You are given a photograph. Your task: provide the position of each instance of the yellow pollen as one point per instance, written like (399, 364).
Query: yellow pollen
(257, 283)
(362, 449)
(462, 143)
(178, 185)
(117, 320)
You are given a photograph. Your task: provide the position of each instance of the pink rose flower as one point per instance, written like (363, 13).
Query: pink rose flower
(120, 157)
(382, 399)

* * * *

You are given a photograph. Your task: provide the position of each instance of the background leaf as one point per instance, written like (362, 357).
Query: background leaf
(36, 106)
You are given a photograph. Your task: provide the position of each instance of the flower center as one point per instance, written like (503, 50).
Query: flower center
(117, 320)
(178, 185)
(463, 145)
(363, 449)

* * * *

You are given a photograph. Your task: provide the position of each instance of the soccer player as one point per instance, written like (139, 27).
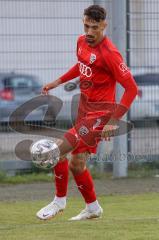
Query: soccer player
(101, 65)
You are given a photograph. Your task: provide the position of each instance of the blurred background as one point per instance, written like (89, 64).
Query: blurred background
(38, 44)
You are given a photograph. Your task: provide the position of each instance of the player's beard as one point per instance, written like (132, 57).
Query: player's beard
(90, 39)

* * * *

_What is being asked_. Pull out every line of the data above that contains the word "written". The match is case-sensitive.

_Complete response_.
You are given a photograph. Your task: provide the position of each instance of the yellow pollen as one point per instance, written like (399, 364).
You are given a photograph. Your task: provide the position of each instance of the pink rose flower as one point per instance, written like (363, 13).
You are given a photograph. Your task: provide the position of each instance of the background leaf as one point per instance, written like (362, 357).
You are given a photograph. Your task: provide the position of each instance of the flower center as one point per instance, written like (503, 50).
You are given a photograph. Your task: provide the position of each instance of the soccer player as one point per instance, written like (139, 27).
You are given a photograph. Your task: provide the position of each instance of the blurred background as one point per instance, written like (89, 64).
You are given a photograph. Your task: provide the position of each instance of the player's beard as one point per instance, written like (132, 57).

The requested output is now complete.